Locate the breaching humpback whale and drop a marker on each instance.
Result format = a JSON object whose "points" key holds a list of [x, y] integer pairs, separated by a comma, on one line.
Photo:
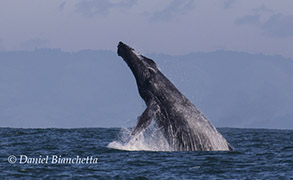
{"points": [[182, 124]]}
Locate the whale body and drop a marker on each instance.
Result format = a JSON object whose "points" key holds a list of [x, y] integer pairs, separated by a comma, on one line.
{"points": [[182, 124]]}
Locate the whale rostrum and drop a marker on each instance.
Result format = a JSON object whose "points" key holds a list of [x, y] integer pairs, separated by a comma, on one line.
{"points": [[182, 124]]}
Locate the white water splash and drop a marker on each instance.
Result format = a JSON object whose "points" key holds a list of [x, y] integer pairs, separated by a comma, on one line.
{"points": [[149, 140]]}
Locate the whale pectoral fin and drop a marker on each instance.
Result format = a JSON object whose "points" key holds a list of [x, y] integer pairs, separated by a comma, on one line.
{"points": [[145, 119]]}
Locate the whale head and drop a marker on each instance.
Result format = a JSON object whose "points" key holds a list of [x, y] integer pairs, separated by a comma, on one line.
{"points": [[144, 70]]}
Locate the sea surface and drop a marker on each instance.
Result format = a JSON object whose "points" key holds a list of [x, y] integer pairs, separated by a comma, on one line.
{"points": [[102, 153]]}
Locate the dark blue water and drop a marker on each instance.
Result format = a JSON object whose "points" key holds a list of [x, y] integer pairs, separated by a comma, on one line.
{"points": [[259, 154]]}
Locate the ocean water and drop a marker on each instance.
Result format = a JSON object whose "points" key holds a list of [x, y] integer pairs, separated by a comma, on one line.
{"points": [[102, 153]]}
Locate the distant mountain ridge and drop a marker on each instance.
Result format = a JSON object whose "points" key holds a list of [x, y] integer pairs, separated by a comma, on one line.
{"points": [[51, 88]]}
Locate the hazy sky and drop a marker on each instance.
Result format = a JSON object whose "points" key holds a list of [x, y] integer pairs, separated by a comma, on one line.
{"points": [[169, 26]]}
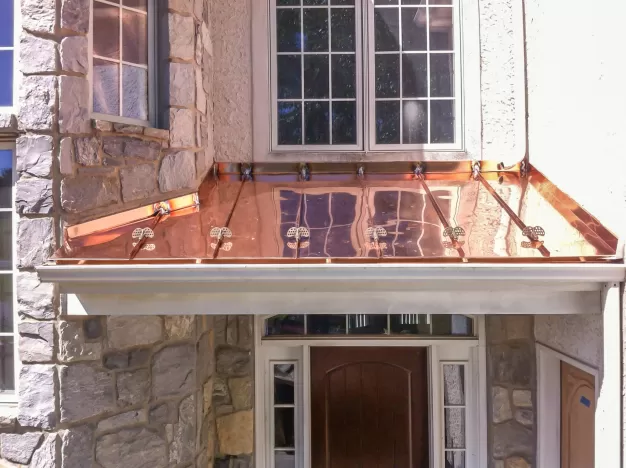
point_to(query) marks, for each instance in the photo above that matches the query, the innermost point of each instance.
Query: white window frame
(467, 94)
(469, 352)
(10, 399)
(17, 27)
(151, 68)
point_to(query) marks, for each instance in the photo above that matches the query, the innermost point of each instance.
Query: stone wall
(233, 391)
(511, 386)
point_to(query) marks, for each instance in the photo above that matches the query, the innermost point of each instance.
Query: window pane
(316, 123)
(442, 121)
(6, 178)
(343, 31)
(326, 324)
(387, 76)
(344, 123)
(455, 427)
(388, 122)
(414, 122)
(106, 93)
(289, 123)
(414, 75)
(135, 90)
(315, 32)
(365, 324)
(7, 365)
(284, 433)
(442, 75)
(135, 37)
(288, 33)
(453, 384)
(284, 379)
(441, 32)
(289, 77)
(316, 76)
(106, 30)
(386, 29)
(6, 24)
(6, 243)
(414, 29)
(6, 304)
(344, 76)
(285, 325)
(6, 78)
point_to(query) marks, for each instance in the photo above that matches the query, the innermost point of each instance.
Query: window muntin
(321, 96)
(394, 325)
(7, 54)
(121, 59)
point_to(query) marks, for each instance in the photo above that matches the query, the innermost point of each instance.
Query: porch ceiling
(445, 213)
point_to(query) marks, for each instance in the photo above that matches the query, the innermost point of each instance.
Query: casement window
(361, 75)
(7, 277)
(122, 61)
(7, 57)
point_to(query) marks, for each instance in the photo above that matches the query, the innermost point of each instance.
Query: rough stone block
(80, 194)
(74, 105)
(35, 241)
(33, 196)
(77, 447)
(132, 387)
(74, 54)
(181, 35)
(177, 171)
(38, 15)
(37, 55)
(34, 298)
(126, 331)
(36, 396)
(173, 371)
(233, 362)
(137, 447)
(37, 102)
(182, 88)
(85, 392)
(72, 344)
(75, 15)
(36, 341)
(34, 155)
(235, 433)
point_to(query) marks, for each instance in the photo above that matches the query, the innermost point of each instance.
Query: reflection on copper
(361, 213)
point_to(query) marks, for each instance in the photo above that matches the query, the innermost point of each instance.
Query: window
(398, 90)
(122, 59)
(7, 55)
(7, 321)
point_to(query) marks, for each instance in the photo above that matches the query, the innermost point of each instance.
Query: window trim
(152, 16)
(469, 145)
(11, 399)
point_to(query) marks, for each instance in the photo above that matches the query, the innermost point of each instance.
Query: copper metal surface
(435, 212)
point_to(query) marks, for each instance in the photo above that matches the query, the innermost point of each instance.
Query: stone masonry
(511, 378)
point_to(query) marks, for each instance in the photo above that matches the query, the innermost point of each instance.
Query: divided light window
(399, 89)
(121, 60)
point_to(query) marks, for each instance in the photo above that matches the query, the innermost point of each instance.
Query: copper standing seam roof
(351, 213)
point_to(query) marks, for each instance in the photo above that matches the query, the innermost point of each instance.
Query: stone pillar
(511, 374)
(233, 391)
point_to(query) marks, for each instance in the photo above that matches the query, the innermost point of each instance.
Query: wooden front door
(578, 406)
(369, 408)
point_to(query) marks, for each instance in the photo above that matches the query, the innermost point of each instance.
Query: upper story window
(121, 62)
(7, 55)
(399, 89)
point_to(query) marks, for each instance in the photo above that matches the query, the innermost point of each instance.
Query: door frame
(471, 352)
(549, 401)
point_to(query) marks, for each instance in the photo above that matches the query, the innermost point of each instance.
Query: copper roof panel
(448, 215)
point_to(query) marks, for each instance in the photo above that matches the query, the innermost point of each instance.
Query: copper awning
(350, 213)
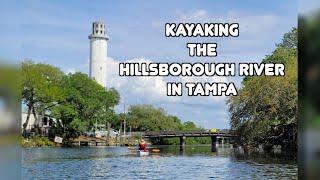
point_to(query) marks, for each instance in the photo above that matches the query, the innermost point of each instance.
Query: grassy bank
(36, 141)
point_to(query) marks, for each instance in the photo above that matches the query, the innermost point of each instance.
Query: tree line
(78, 103)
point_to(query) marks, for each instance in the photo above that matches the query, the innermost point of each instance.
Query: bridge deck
(187, 134)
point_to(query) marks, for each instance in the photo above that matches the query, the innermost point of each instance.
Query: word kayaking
(200, 69)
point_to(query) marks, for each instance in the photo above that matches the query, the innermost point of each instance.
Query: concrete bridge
(184, 134)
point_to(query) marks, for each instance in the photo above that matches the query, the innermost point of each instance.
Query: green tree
(40, 88)
(86, 103)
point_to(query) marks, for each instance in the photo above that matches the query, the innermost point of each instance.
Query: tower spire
(98, 53)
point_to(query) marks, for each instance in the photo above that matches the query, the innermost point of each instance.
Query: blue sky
(56, 32)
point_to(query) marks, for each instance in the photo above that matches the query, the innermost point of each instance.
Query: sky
(56, 33)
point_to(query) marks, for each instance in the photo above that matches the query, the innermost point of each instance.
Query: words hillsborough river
(197, 162)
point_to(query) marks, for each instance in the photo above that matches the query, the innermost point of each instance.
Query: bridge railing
(175, 133)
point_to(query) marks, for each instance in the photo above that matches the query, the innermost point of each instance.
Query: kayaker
(143, 145)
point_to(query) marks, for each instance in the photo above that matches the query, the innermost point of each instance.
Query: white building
(98, 53)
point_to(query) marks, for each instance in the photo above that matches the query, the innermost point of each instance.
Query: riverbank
(37, 141)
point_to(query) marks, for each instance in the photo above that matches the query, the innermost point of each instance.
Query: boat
(142, 153)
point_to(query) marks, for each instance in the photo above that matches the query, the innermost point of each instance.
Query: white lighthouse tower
(98, 53)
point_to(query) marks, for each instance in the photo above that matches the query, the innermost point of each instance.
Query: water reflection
(197, 162)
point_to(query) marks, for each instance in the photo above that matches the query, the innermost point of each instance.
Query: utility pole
(124, 119)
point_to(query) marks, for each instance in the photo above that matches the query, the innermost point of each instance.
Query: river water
(197, 162)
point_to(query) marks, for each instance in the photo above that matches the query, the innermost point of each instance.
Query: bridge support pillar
(182, 143)
(213, 143)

§ §

TASK TO CARRY OUT
Where the string "drop" occurs in a line of the listing, copy the line.

ANSWER TO THIS PROBLEM
Locate the breaching humpback whale and drop a marker on each instance.
Locate the whale body and drop a marker on each instance.
Locate the whale rostrum and drop a marker on each instance.
Locate the white water splash and drop a marker on each instance.
Locate the whale pectoral fin and drop a marker on each instance.
Locate the whale head and drop a marker on each instance.
Locate the sea surface and drop a marker on each instance.
Locate the dark blue water and drop a marker on each instance.
Locate the ocean water and drop a marker on each instance.
Locate the distant mountain ridge and drop a marker on each instance.
Locate the hazy sky and drop a marker on each instance.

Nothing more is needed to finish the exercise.